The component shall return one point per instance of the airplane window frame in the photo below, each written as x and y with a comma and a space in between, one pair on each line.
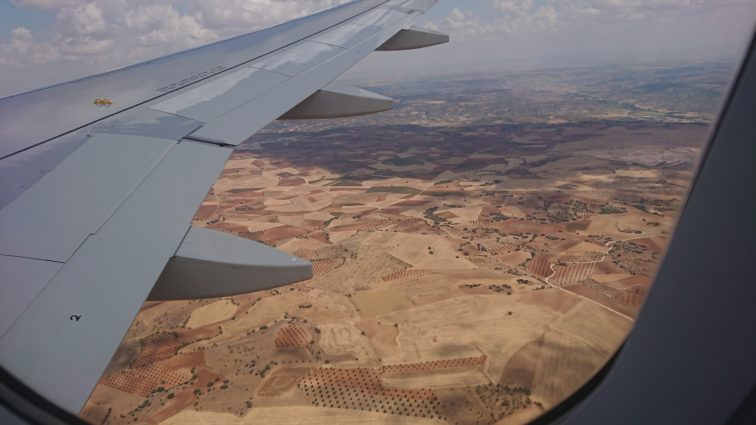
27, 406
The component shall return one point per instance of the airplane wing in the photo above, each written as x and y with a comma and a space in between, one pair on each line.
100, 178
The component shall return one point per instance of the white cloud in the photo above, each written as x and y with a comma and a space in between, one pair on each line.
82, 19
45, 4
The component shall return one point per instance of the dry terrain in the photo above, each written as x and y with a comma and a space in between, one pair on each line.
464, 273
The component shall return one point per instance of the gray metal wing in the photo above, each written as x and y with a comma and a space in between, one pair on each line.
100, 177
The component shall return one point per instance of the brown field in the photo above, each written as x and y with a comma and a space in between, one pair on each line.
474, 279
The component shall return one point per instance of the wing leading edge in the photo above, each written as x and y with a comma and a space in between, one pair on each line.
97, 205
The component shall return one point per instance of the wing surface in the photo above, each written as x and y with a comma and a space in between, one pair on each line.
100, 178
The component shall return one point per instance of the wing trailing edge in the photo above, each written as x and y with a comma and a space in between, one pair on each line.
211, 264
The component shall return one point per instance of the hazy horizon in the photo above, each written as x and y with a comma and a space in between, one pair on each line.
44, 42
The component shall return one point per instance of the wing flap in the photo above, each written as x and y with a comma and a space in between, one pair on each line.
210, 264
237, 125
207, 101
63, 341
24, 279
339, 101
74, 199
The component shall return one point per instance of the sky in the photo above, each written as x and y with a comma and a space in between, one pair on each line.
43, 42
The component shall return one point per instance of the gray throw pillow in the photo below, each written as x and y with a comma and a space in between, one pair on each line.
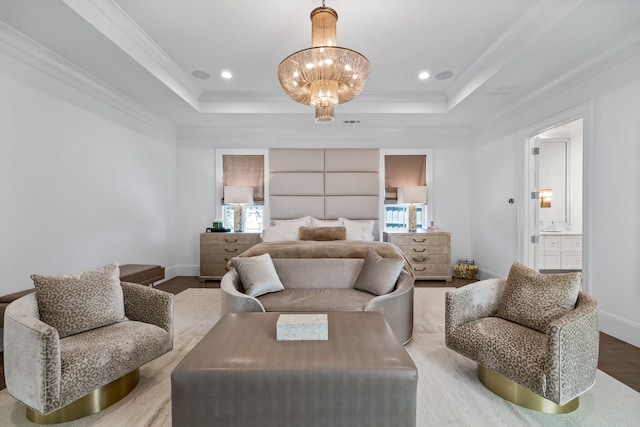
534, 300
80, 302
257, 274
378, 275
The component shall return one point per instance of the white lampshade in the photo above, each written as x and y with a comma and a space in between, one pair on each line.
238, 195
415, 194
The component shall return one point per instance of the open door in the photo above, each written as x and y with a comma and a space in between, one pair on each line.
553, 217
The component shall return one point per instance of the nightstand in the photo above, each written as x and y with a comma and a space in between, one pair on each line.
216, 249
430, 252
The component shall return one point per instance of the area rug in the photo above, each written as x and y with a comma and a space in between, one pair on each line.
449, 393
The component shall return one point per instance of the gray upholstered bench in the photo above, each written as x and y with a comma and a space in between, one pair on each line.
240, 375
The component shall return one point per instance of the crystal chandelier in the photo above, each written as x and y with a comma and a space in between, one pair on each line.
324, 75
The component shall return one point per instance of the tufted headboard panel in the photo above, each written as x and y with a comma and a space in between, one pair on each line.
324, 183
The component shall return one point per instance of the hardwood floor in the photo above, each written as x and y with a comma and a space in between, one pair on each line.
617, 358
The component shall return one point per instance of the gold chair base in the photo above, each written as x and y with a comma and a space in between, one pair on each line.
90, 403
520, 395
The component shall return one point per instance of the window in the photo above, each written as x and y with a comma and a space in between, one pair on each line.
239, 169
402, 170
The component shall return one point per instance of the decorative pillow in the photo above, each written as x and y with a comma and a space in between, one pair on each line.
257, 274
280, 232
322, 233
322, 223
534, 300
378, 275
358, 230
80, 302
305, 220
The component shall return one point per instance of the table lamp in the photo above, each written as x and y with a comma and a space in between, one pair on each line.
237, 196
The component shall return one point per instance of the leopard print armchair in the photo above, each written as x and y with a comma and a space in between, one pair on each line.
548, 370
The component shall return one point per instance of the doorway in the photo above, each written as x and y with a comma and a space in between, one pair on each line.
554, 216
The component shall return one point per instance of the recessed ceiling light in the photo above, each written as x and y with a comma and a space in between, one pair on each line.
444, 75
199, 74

...

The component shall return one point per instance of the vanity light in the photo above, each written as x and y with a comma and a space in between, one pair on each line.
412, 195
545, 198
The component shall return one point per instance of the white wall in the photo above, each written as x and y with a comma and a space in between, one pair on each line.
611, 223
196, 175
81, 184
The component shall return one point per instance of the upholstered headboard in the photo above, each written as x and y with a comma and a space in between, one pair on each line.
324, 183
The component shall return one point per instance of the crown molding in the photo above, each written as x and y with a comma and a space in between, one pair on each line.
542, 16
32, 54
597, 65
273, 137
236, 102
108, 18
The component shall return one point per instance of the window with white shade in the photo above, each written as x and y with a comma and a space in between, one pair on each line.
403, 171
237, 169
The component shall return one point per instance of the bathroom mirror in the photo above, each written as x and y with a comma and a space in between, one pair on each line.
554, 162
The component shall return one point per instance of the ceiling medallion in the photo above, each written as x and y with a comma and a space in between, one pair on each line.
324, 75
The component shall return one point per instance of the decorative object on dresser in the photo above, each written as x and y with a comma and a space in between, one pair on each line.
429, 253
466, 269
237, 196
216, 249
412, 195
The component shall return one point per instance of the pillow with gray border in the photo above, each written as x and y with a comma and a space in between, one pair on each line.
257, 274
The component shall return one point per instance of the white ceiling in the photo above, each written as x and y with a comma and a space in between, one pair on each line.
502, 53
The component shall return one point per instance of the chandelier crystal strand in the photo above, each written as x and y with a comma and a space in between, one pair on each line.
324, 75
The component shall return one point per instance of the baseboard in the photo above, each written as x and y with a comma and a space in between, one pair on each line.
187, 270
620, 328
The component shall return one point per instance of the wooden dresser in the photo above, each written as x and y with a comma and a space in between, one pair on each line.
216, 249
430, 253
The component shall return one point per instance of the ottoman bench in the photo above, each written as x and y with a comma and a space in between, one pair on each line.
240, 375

## WHAT YOU WILL DO
Give only the number of rows above that contain the string "hardwood".

## TASK SOLUTION
1